◆ TASK DETAILS ◆
Give all the rows below as a JSON list of strings, with one string for each line and blank lines left out.

■ ■ ■ ■ ■

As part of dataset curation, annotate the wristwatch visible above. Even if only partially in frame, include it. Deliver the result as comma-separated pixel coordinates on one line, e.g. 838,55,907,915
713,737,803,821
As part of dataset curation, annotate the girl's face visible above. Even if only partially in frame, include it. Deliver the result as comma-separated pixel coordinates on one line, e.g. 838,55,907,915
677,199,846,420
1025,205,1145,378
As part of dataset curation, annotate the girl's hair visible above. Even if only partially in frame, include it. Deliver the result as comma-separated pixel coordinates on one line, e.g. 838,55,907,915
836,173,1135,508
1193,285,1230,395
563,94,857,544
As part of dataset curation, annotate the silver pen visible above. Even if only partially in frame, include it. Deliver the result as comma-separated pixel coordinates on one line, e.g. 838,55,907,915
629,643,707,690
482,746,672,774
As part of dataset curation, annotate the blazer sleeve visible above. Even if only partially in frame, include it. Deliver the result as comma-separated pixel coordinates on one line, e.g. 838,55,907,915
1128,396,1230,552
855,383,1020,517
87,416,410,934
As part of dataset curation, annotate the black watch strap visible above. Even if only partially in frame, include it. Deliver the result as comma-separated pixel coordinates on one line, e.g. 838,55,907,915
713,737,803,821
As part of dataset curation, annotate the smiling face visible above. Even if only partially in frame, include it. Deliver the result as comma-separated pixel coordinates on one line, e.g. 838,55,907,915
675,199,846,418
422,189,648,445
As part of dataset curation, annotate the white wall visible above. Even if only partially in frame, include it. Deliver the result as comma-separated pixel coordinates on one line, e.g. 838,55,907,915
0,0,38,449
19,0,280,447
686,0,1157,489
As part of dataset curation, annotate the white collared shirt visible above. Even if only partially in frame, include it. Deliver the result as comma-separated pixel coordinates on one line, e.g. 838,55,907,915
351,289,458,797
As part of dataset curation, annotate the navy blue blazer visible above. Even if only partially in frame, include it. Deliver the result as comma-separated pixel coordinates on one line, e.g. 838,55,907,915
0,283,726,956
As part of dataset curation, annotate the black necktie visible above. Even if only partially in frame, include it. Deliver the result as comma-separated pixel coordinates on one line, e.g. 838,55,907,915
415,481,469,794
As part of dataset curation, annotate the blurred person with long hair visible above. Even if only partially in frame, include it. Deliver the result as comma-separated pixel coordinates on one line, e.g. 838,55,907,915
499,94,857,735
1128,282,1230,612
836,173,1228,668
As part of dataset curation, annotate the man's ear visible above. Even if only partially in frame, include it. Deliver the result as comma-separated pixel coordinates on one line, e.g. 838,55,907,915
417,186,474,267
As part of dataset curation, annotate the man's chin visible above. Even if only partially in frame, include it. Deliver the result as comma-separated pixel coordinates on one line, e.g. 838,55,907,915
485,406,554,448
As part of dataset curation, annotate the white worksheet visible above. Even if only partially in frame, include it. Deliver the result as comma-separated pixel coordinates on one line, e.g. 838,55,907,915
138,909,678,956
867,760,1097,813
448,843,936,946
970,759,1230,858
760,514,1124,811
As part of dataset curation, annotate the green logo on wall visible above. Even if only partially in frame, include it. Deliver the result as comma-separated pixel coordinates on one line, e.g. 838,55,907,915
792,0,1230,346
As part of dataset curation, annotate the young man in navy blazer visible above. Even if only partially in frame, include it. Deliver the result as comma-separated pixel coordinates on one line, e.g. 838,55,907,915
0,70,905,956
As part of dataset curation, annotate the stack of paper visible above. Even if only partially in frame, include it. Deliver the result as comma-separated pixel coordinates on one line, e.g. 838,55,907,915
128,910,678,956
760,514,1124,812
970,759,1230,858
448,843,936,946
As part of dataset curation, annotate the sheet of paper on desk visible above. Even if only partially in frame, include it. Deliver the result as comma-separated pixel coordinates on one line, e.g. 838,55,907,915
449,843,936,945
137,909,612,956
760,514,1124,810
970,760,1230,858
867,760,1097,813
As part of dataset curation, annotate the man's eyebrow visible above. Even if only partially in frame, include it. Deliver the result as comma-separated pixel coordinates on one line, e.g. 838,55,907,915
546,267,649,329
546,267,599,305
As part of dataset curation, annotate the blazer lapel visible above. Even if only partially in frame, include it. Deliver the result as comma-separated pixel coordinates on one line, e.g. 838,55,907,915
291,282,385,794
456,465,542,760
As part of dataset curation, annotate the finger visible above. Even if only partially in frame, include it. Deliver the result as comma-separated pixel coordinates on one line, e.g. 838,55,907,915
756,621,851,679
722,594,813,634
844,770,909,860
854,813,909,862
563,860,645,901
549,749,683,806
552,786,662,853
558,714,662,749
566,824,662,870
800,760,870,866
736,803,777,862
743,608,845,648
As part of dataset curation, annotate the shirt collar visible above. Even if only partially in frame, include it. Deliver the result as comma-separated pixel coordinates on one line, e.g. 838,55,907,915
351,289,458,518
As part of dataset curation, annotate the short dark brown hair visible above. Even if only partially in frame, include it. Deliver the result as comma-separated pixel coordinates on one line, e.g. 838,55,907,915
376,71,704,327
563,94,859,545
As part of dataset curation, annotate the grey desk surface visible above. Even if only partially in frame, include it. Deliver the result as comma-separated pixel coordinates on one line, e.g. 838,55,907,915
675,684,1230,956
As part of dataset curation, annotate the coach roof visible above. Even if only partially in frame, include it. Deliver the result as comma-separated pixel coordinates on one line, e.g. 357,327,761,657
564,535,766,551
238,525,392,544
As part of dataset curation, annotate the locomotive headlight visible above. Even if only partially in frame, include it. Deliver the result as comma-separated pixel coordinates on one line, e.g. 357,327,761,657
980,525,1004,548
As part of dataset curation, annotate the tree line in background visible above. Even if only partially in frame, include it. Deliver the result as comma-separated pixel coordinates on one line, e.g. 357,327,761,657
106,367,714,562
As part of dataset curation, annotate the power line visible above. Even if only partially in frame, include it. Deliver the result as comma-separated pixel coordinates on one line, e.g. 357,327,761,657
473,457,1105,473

■ ■ ■ ■ ■

◆ RESPONSE TO THE EXERCISE ◆
[
  "As part of dataset curation, annotate the wristwatch visible above. Even if only partially in frame, include it. Deliver the result as comma-separated pixel coordinates on one line, e.g. 838,55,907,915",
  "713,737,803,821",
  "As part of dataset curation, annotate the girl's face visible above. Even if only partially in frame, include it. Deliver the result as comma-separated pixel coordinates on one line, e.g. 838,55,907,915",
  "677,199,846,420",
  "1025,205,1145,378",
  "As part of dataset curation, annotate the girl's hair visible above. Even if only partially in frame, include it. Deliver the result as comma-separated pixel coordinates on one line, e.g. 838,55,907,915",
  "836,173,1135,508",
  "1193,285,1230,395",
  "563,94,857,544",
  "As part of dataset curation, annotate the silver pen visible above. Even if only partially in frame, include it. Deliver the result as comma-separated pixel coordinates on one line, e.g. 838,55,907,915",
  "629,643,707,690",
  "482,746,672,774",
  "As part of dataset curation, annotate the blazer sleeve visible above. Even if only partially in frame, include it. Deliver the result as comma-separated pixel coordinates on one line, e.g. 838,55,907,915",
  "1128,396,1230,552",
  "855,383,1020,517",
  "87,416,410,934",
  "As part of dataset curation, annotate the black watch strap visible above. Even if only partially in frame, include it. Deliver the result as comma-separated pixel coordinates on one line, e.g. 838,55,907,915",
  "713,737,803,821",
  "As part of dataset curation, annotate the smiling face visible above. Even if only partially in frame, include it. Deliver the result as comma-separated pixel coordinates on one line, e.g. 838,55,907,915",
  "675,199,846,418",
  "422,189,648,445",
  "As part of dataset curation, annotate the white wall visible above. Even if only partially in frame, include it. Deliver the result as comma-separated pixel coordinates on one line, e.g. 838,55,907,915",
  "0,0,38,449",
  "19,0,280,447",
  "686,0,1157,489",
  "As part of dataset curation, annotate the white collared shirt visible above. Even if only partially in frame, include it. Deliver the result as comma-separated pixel coordinates on one line, e.g. 838,55,907,915",
  "351,289,458,797",
  "As part of dataset curation, annotate the navy blue blazer visible above. Even if only partially in frame, include it. Deliver the result as comma-separated pixel coordinates on one line, e.g. 838,55,907,915",
  "0,283,726,956",
  "As part of dataset curation, annotate the black necktie visible above. Even if only partially in frame, include it. Deliver the result as comma-separated pixel coordinates on one line, e.g. 838,55,907,915",
  "415,481,469,794",
  "As part of dataset curation, annotate the blurred person with long hair visible above. Even if only partially in frame, include it. Deliver the result as comma-separated pixel coordinates on one line, e.g. 838,55,907,915",
  "499,94,857,735",
  "1128,282,1230,612",
  "836,173,1228,668",
  "As part of dataset curation, annotate the man's ear visible above. Even if only partially in frame, include it. Deliver the result as comma-separated pixel coordinates on one line, e.g. 838,55,907,915",
  "417,186,474,267",
  "As part of dataset curation, annotate the man's chin visible above. Even if only partially in frame, include it. Deliver the result as comma-separated pixel coordinates on one line, e.g. 838,55,907,915",
  "485,406,554,448",
  "As part of dataset curation, annotate the white worksheet visible above. Even if only partially in frame, include it. Deliver the result as comma-separated pixel coordinates on one line, e.g. 838,55,907,915",
  "138,909,678,956",
  "867,760,1097,813",
  "448,843,936,946",
  "970,759,1230,858",
  "760,514,1124,811",
  "As part of dataset curation, annotate the green logo on wall visible above. Even if only partially in frame, include it. Deliver the result as comma-separated pixel coordinates on one line, e.g. 838,55,907,915",
  "792,0,1230,346",
  "As part of dataset curation, annotate the young man in navy blazer visible above. Even if only partially in frame, include it. Deliver the result as comma-separated pixel coordinates on one line, e.g. 838,55,907,915",
  "0,70,905,956",
  "As part of dataset curation, annotate the stack of paper visible above. Even if only partially in frame, include it. Deliver the result as comma-separated pixel coordinates on one line, e.g. 838,55,907,915",
  "128,910,678,956",
  "760,514,1124,812",
  "970,759,1230,858",
  "448,843,936,946",
  "As part of dataset curation, annotate the sheet of paper on desk visible above. Even if only partially in frame, include it. Deliver the result as comma-separated pixel coordinates on one line, e.g. 838,55,907,915",
  "449,843,936,945",
  "137,909,612,956",
  "760,514,1124,810",
  "970,760,1230,858",
  "867,760,1097,813",
  "As part of dataset curation, annotate the man's eyebrow visible above. Even if only partially in frame, include it. Deliver the result as comma-separated pixel coordinates on one line, e.g. 838,55,907,915",
  "546,267,649,329",
  "546,267,599,305",
  "As part of dataset curation, annotate the blazer lapel visible above. Even if only partially in frame, include it. Deliver the result as comma-separated pixel coordinates on one line, e.g. 838,55,907,915",
  "291,282,385,794",
  "456,465,542,760",
  "As part of dataset curation, annotate the finger visible above. Even if only partially in frame, include it. Deliver the result as comma-separated pixel coordinates on one line, e.g. 838,55,907,915",
  "756,621,851,679",
  "722,594,813,634",
  "844,770,909,860",
  "854,813,909,862",
  "563,860,645,901",
  "549,749,683,806",
  "552,786,662,853",
  "558,714,662,749",
  "566,824,662,870",
  "800,760,870,866",
  "736,803,777,862",
  "743,608,845,648",
  "As part of dataset curation, annotate the shirt collar visible above. Even if only partially in frame, include it. Deliver the result as comma-separated pixel coordinates on one line, e.g. 838,55,907,915",
  "351,289,458,518",
  "As part of dataset curation, annotate the short dark brown hair visible above. Even if only partially in frame, include it. Deliver the result as comma-separated pixel coordinates on one line, e.g. 838,55,907,915",
  "376,71,704,327",
  "563,94,859,545",
  "As part of dataset curation, annotate the grey desk surface visible above. Even if only partially in frame, include it. Deliver the result as comma-separated pixel coordinates on one line, e.g. 838,55,907,915",
  "675,684,1230,956",
  "As part of dataset curation, annotate the coach roof visible above. Even if only partially in frame, include it. Deliver the result as comma-separated pixel coordinates on one line, e.g. 357,327,761,657",
  "564,535,766,551",
  "238,525,392,544",
  "As part of dataset curation, annotate the locomotive headlight visible above. Even if only partially in frame, include it. Deliver the result as comma-separated pixel coordinates on one line, e.g. 357,327,761,657",
  "980,525,1004,548",
  "As part of dataset curation, annotate the tree line in background visible above. Even if only partially in frame, include it. Deliver the result as comma-separated pixel coordinates on one line, e.g. 357,327,761,657",
  "106,367,714,562",
  "As part of dataset curation, annotate the power line visible above. Even if only partially in frame, include it. Deliver the result as comma-separated pixel coordinates on one line, e.g. 357,327,761,657",
  "473,457,1105,473"
]